▶

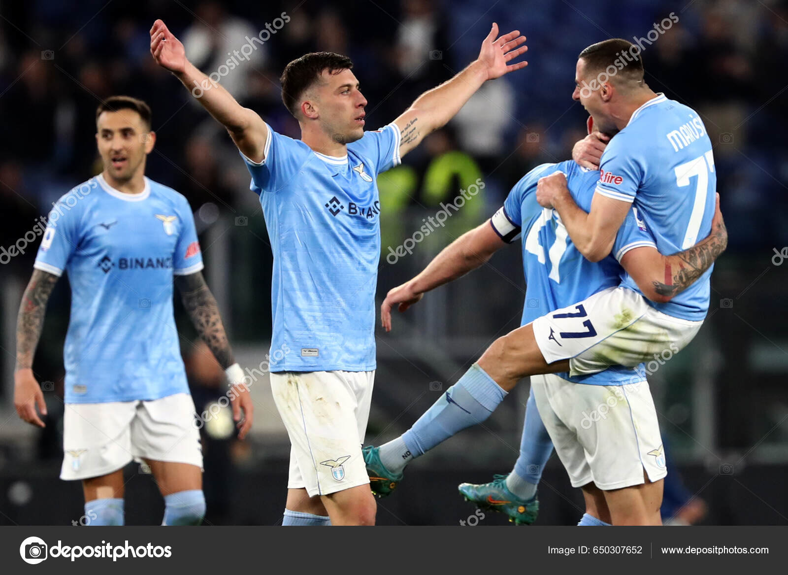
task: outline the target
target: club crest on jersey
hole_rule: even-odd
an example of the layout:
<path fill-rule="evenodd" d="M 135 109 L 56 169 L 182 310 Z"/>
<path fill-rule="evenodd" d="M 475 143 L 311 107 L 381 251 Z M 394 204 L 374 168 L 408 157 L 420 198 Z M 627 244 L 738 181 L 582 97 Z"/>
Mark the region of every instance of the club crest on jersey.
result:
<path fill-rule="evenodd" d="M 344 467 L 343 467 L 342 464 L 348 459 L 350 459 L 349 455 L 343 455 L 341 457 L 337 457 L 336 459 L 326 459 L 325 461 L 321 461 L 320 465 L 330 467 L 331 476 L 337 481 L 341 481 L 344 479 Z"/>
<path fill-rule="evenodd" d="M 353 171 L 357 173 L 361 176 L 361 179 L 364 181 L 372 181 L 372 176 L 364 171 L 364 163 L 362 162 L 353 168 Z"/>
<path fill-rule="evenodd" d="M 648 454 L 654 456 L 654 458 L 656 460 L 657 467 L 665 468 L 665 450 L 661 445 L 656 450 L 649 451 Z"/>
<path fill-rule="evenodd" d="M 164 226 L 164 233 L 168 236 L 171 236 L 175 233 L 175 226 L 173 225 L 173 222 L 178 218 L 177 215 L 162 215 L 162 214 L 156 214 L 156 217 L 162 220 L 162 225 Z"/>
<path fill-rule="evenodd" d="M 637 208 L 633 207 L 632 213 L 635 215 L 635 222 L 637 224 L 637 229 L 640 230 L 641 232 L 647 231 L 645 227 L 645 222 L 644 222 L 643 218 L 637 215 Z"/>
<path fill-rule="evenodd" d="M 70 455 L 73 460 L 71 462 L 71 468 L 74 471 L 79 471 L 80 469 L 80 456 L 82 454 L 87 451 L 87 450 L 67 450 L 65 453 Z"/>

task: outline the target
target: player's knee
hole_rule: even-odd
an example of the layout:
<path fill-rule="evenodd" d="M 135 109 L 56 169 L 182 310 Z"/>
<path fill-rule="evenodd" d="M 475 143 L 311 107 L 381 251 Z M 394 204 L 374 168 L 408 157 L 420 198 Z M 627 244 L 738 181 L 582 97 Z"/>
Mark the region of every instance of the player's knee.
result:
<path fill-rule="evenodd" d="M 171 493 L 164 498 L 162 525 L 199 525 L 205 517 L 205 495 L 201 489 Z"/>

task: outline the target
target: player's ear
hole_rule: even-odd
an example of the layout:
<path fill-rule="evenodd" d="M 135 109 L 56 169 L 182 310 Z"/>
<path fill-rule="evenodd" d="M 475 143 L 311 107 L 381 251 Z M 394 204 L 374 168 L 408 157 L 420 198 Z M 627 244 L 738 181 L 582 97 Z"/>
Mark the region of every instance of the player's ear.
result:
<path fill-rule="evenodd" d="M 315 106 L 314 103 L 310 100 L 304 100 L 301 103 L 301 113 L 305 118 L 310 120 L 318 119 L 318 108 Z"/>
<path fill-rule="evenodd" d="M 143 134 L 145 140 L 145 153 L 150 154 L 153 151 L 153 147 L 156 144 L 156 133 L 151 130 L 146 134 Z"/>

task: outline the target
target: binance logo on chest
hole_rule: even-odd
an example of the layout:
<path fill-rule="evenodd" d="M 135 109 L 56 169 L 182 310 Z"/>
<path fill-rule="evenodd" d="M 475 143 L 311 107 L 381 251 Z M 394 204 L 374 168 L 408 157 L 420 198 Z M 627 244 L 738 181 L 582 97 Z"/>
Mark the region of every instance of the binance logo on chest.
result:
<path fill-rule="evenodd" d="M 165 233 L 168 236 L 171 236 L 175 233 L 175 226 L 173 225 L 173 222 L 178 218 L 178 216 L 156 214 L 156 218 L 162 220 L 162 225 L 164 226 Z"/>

◀
▶

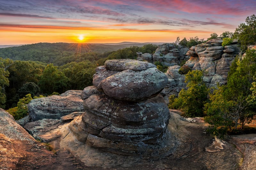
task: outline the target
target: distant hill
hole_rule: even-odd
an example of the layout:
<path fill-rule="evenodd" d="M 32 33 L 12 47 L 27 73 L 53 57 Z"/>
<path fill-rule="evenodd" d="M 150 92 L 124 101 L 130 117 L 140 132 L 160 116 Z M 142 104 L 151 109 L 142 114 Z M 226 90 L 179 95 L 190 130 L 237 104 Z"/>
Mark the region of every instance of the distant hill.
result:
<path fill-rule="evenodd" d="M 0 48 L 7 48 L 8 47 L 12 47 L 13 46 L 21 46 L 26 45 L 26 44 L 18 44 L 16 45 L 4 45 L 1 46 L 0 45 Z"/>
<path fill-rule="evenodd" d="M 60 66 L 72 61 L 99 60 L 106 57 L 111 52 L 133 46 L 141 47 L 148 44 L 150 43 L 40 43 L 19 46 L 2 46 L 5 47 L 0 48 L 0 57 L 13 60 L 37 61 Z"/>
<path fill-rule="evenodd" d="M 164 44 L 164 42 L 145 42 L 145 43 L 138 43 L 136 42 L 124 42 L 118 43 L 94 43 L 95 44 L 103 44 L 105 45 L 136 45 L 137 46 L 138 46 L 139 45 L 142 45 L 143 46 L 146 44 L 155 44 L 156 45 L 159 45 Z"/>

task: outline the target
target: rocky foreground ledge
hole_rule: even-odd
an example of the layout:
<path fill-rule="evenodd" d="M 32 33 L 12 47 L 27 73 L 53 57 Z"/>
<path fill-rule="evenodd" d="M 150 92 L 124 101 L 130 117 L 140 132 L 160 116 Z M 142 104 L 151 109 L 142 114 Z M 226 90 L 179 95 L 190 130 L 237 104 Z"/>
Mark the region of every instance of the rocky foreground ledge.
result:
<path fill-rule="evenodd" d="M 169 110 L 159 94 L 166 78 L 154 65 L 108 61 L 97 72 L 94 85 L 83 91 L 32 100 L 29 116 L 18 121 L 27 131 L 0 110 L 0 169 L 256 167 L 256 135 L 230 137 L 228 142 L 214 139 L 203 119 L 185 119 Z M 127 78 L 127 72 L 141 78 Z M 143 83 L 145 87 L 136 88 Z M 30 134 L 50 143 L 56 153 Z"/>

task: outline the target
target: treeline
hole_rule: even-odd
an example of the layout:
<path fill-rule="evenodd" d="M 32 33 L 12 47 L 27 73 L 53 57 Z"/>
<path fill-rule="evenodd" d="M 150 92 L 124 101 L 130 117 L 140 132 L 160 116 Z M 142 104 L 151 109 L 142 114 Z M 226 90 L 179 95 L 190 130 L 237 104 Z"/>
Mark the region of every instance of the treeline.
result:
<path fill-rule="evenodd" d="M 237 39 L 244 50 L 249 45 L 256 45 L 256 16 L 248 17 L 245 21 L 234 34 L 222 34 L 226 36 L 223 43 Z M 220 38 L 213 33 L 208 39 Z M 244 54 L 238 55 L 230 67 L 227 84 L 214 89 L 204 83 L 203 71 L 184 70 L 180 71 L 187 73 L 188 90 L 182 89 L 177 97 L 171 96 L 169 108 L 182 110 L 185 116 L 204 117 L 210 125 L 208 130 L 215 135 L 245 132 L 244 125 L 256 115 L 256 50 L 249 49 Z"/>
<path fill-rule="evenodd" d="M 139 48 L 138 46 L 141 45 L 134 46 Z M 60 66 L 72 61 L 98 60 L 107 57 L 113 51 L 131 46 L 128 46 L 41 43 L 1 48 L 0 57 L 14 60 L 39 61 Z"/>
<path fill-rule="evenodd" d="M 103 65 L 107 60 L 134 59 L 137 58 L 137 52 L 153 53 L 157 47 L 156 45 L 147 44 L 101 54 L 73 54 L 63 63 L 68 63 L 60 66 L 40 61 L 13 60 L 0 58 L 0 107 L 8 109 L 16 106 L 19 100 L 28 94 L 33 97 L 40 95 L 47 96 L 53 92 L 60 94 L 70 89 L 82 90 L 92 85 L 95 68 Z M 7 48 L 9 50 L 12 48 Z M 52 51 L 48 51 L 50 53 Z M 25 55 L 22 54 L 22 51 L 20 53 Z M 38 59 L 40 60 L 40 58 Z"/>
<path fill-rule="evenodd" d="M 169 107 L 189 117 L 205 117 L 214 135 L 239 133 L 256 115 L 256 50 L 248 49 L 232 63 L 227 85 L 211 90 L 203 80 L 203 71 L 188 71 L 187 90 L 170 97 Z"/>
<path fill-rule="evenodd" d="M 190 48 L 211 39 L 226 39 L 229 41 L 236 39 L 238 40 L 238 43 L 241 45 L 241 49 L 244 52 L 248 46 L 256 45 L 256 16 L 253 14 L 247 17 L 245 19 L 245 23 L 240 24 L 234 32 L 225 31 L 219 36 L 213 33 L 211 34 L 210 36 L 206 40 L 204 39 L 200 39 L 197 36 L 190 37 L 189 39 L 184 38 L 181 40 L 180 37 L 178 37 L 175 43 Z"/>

◀
▶

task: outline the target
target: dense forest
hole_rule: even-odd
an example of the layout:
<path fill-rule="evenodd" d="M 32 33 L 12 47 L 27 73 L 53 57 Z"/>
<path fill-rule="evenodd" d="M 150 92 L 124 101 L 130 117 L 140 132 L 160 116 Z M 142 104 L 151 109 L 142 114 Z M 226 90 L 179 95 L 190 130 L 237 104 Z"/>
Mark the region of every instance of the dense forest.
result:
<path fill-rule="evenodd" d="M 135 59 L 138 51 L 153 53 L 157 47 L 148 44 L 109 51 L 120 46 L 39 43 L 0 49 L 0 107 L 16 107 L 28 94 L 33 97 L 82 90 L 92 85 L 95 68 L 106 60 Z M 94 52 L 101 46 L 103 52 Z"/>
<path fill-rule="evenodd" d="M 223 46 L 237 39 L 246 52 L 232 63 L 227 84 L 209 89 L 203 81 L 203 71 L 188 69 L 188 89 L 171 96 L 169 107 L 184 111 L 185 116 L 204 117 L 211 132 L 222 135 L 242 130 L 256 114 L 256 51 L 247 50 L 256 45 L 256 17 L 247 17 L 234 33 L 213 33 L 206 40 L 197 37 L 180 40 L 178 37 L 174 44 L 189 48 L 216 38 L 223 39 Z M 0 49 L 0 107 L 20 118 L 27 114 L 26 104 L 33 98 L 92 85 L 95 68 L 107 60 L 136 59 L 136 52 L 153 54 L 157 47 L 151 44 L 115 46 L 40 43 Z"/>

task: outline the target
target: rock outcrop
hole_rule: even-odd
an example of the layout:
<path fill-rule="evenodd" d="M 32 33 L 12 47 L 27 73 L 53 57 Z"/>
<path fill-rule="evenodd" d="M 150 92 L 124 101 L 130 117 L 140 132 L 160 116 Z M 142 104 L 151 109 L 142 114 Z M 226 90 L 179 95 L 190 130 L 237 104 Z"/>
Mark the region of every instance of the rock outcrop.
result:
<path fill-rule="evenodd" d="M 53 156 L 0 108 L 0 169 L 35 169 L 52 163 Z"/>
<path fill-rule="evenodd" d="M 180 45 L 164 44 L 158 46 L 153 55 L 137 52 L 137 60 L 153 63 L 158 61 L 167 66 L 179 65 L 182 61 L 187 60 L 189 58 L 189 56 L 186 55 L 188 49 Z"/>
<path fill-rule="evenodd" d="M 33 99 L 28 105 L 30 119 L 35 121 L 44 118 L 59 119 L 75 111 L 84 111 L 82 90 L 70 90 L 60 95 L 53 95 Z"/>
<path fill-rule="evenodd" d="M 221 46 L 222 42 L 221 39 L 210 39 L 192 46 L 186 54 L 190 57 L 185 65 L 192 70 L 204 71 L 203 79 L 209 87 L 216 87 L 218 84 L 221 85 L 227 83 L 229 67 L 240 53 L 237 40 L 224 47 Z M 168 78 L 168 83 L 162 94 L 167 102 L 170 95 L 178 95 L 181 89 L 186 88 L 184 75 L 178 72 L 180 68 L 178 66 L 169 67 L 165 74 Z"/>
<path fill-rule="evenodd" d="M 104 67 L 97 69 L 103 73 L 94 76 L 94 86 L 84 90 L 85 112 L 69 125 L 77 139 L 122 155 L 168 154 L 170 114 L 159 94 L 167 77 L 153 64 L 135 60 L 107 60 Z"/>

◀

- [ENUNCIADO]: Transcribe cada línea del material que contenga la palabra "treeline". Distingue entre mayúsculas y minúsculas.

- [SOLUCIÓN]:
target: treeline
Mark the region of every instance of the treeline.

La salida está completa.